** start DATASET ROWS **

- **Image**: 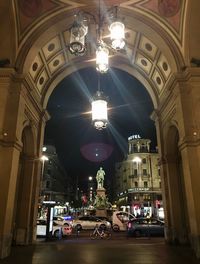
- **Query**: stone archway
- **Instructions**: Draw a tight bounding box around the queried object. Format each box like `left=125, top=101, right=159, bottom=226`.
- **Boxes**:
left=0, top=0, right=200, bottom=257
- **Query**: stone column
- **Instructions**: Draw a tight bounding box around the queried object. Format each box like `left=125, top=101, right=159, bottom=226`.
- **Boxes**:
left=0, top=69, right=22, bottom=258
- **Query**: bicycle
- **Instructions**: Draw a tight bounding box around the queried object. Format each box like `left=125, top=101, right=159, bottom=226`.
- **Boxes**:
left=90, top=225, right=112, bottom=239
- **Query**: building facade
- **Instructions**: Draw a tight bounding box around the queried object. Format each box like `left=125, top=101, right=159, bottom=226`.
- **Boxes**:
left=115, top=135, right=162, bottom=217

** end DATASET ROWS **

• WORK REQUIRED: Rewrite the rows above with every "Query" changed to "Label" and nothing else altered, leaving out the pictures.

• CORRECT RESPONSE:
- **Image**: 
- **Label**: stone archway
- **Instructions**: Draw a tight bounding box around the queried object. Format each box like `left=125, top=101, right=159, bottom=226`.
- **Boxes**:
left=0, top=0, right=200, bottom=257
- **Label**: stone column
- **Instructions**: Draw a tight bounding box around the queried object. Format each box like `left=125, top=101, right=159, bottom=226`.
- **Boxes**:
left=0, top=69, right=22, bottom=258
- **Label**: bicycle
- **Instructions**: Draw a tight bounding box around the queried object. Format each box like `left=125, top=101, right=159, bottom=226`.
- **Boxes**:
left=90, top=225, right=112, bottom=239
- **Label**: building facade
- **Instructions**: Draw a tight bounding box around the queried object. Format each box like `left=125, top=101, right=159, bottom=226`.
- **Boxes**:
left=115, top=135, right=162, bottom=217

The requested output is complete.